• [Set exercise]:
Include in the output the line containing "point: stone block" and each subsequent line of the records, through the end, transcribed exactly. Add nothing else.

• [Excerpted records]:

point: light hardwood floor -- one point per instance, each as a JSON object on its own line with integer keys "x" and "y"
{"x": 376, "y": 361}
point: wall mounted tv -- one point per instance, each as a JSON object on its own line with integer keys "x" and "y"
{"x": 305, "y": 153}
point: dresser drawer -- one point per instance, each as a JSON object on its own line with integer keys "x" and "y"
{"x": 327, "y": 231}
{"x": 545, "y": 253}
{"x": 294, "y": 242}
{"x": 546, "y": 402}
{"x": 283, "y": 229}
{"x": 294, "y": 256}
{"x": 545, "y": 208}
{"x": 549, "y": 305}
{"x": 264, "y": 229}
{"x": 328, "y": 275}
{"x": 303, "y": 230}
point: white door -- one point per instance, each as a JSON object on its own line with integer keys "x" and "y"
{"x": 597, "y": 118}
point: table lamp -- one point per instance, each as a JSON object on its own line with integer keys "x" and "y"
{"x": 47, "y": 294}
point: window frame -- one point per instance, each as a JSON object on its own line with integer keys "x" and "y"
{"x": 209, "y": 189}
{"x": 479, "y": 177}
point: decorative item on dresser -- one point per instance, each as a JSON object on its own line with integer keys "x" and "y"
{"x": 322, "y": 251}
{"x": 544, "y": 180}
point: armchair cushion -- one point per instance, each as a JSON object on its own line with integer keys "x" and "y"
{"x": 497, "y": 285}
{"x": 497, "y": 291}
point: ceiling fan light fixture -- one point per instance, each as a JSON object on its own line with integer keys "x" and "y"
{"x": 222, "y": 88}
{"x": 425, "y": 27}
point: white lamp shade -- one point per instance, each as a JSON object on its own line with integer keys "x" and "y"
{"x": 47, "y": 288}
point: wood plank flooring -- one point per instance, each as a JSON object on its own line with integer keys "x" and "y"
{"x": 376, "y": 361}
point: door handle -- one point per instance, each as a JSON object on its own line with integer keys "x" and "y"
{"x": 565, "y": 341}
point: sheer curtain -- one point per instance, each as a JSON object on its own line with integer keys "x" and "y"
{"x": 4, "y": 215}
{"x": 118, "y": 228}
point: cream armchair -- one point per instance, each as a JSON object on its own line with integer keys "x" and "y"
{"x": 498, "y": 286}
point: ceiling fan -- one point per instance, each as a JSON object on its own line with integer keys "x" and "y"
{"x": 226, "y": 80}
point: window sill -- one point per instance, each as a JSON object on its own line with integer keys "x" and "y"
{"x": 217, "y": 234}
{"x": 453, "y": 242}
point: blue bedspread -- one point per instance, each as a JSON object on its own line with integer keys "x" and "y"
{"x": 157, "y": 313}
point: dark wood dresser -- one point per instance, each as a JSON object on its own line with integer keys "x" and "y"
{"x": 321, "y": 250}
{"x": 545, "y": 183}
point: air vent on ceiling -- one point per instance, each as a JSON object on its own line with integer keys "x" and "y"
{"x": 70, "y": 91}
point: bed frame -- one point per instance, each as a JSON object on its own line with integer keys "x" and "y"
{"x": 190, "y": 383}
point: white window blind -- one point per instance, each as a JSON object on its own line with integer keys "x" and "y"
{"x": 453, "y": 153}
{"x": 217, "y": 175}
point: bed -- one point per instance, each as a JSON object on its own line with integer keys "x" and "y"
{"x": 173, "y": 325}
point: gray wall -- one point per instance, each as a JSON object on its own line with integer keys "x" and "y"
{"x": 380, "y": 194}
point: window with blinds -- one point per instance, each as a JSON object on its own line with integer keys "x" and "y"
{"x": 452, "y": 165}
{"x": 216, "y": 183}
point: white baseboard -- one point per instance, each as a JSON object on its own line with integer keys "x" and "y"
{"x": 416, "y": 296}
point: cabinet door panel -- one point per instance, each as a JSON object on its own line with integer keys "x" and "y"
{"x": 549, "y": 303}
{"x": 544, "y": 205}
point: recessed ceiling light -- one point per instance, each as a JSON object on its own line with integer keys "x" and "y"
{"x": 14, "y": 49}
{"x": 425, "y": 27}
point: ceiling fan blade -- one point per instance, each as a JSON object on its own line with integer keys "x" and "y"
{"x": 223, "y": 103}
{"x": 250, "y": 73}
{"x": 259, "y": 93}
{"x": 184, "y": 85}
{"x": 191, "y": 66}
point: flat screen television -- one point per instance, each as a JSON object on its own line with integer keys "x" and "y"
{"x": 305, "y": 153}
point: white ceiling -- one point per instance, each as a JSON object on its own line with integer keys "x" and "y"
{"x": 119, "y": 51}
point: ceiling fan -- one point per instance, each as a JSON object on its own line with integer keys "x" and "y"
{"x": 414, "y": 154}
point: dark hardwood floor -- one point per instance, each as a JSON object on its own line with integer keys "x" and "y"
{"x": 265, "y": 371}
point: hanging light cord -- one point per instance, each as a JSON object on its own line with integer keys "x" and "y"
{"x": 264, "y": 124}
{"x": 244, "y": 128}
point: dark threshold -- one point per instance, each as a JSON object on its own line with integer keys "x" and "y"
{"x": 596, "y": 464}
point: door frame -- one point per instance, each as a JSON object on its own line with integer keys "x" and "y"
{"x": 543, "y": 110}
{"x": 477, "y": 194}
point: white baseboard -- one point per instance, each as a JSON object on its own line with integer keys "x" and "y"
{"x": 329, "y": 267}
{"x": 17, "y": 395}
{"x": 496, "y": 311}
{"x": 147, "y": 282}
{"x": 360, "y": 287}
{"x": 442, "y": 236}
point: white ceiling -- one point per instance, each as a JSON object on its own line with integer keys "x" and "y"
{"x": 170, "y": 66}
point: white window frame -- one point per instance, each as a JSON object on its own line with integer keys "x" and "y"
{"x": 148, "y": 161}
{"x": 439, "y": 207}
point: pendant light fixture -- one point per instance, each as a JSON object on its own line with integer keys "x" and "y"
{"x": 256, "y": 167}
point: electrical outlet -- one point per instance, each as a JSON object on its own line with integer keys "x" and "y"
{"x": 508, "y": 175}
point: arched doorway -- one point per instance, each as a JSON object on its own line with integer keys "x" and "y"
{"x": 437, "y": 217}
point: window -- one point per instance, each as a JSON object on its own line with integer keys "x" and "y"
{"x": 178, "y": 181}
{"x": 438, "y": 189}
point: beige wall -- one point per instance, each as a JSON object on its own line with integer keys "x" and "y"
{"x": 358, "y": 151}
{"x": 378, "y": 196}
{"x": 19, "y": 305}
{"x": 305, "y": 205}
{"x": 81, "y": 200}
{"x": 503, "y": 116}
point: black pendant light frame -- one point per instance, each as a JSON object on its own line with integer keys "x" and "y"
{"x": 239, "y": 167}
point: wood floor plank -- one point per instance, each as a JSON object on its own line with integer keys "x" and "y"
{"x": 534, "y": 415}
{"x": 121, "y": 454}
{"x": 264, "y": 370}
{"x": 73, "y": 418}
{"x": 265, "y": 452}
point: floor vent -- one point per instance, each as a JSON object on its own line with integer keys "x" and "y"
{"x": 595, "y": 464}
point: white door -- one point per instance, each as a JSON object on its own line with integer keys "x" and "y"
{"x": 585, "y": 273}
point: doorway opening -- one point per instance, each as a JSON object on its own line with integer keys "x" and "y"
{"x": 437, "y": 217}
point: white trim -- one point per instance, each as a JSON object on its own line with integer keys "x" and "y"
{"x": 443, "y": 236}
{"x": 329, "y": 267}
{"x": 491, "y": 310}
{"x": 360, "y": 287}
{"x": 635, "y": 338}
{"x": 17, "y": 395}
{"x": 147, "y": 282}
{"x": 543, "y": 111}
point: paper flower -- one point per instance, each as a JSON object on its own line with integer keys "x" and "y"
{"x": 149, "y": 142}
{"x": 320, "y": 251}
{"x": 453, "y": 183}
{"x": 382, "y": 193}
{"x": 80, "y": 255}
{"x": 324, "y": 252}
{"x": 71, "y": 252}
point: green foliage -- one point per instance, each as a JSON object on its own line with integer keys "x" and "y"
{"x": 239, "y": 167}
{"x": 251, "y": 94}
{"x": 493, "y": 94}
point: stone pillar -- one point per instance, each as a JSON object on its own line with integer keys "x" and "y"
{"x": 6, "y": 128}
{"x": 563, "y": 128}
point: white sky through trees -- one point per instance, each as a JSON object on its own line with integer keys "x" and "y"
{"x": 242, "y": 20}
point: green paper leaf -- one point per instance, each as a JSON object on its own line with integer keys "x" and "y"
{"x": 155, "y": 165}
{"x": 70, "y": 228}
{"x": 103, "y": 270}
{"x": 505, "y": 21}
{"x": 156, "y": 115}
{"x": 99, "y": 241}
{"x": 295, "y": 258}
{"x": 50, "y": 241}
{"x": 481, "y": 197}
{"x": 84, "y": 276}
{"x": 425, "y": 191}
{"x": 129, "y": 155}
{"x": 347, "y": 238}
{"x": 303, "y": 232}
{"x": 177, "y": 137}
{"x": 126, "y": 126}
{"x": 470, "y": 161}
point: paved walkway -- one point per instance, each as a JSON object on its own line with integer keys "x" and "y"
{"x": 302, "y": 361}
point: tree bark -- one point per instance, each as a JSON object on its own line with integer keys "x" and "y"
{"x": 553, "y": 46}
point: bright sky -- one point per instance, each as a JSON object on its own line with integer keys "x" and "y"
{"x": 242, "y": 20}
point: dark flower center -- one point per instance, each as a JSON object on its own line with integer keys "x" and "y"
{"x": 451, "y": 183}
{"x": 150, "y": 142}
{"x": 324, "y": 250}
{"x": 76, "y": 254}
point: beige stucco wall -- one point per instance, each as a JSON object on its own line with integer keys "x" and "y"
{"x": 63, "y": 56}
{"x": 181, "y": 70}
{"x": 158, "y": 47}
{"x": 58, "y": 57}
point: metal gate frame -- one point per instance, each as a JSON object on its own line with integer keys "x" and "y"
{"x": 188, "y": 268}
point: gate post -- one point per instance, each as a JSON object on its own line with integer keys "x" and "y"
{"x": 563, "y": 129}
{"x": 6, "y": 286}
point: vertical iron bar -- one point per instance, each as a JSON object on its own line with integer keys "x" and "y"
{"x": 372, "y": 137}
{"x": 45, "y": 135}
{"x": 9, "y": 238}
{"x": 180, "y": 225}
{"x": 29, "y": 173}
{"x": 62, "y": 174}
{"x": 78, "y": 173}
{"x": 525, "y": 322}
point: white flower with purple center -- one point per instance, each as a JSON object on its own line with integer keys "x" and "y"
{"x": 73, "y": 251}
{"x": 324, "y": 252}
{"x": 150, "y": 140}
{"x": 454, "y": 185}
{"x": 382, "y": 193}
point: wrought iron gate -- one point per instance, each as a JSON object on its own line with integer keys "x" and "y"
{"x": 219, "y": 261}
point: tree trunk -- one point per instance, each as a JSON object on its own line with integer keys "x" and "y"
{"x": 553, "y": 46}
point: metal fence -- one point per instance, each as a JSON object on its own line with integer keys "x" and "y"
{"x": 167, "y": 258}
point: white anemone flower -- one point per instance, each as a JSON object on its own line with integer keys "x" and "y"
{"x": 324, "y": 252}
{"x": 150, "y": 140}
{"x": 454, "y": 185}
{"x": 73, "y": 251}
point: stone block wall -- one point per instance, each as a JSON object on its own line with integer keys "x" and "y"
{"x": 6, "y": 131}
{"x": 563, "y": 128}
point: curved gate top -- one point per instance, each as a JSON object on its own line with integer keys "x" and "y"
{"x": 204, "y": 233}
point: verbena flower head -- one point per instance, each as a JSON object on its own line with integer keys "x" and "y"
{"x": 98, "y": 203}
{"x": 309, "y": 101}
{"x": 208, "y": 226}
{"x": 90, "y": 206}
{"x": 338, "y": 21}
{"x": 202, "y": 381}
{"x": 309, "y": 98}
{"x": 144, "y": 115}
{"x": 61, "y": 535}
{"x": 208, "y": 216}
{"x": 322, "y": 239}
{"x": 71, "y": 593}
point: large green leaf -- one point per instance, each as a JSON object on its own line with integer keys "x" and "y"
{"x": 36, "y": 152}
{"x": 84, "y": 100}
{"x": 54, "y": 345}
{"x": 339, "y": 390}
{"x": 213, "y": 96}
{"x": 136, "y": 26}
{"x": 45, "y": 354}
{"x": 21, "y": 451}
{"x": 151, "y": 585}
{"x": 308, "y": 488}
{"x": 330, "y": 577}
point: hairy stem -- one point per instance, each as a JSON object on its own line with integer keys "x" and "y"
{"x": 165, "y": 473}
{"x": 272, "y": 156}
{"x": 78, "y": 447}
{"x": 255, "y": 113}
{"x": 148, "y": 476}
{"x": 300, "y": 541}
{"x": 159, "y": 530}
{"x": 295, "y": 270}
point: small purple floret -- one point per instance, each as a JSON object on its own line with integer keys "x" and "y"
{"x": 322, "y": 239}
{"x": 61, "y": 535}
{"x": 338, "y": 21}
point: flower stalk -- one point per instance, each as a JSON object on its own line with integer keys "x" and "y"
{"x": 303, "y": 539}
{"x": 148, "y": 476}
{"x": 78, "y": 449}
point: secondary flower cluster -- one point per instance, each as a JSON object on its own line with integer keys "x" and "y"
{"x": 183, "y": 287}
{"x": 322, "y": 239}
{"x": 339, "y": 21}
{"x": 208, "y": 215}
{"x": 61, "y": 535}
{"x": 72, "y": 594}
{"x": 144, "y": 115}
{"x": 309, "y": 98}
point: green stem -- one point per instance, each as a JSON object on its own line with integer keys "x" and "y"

• [Answer to the problem]:
point: stone block wall -- one point per instance, each as a JSON object on its own line with integer keys "x" and "y"
{"x": 6, "y": 131}
{"x": 563, "y": 128}
point: curved gate top -- one point per instance, each as a JSON object on its own line with integer keys "x" and "y"
{"x": 204, "y": 233}
point: verbena flower head -- one point per instance, each as a JSON object on its own line with integer keys "x" and "y"
{"x": 98, "y": 203}
{"x": 309, "y": 101}
{"x": 208, "y": 226}
{"x": 90, "y": 206}
{"x": 338, "y": 21}
{"x": 202, "y": 381}
{"x": 309, "y": 98}
{"x": 144, "y": 115}
{"x": 61, "y": 535}
{"x": 208, "y": 216}
{"x": 322, "y": 239}
{"x": 71, "y": 593}
point: large green leaf -- one point per instance, each as a JSON object on its own line with integer keys "x" and "y"
{"x": 36, "y": 152}
{"x": 84, "y": 100}
{"x": 54, "y": 345}
{"x": 339, "y": 390}
{"x": 213, "y": 96}
{"x": 136, "y": 26}
{"x": 45, "y": 354}
{"x": 21, "y": 451}
{"x": 151, "y": 585}
{"x": 308, "y": 488}
{"x": 330, "y": 577}
point: hairy stem -- one point per instance, each as a JSON object on its own line with integer keys "x" and "y"
{"x": 165, "y": 473}
{"x": 272, "y": 156}
{"x": 78, "y": 447}
{"x": 255, "y": 113}
{"x": 148, "y": 476}
{"x": 300, "y": 541}
{"x": 159, "y": 530}
{"x": 295, "y": 270}
point: small purple floret -- one point per instance, each as a JSON object on its own line with integer keys "x" and "y"
{"x": 322, "y": 239}
{"x": 61, "y": 535}
{"x": 338, "y": 21}
point: flower stalk -- one point per instance, each as a JSON object on its own line with integer keys "x" and "y"
{"x": 303, "y": 539}
{"x": 148, "y": 476}
{"x": 78, "y": 449}
point: secondary flower cluster -- one point per instance, each as a JSON object on its own line with integer keys "x" and "y"
{"x": 183, "y": 287}
{"x": 322, "y": 239}
{"x": 339, "y": 21}
{"x": 208, "y": 215}
{"x": 61, "y": 535}
{"x": 72, "y": 594}
{"x": 144, "y": 115}
{"x": 309, "y": 98}
point: green stem -- one point per instance, each as a JSON object on its own line with integer keys "x" and "y"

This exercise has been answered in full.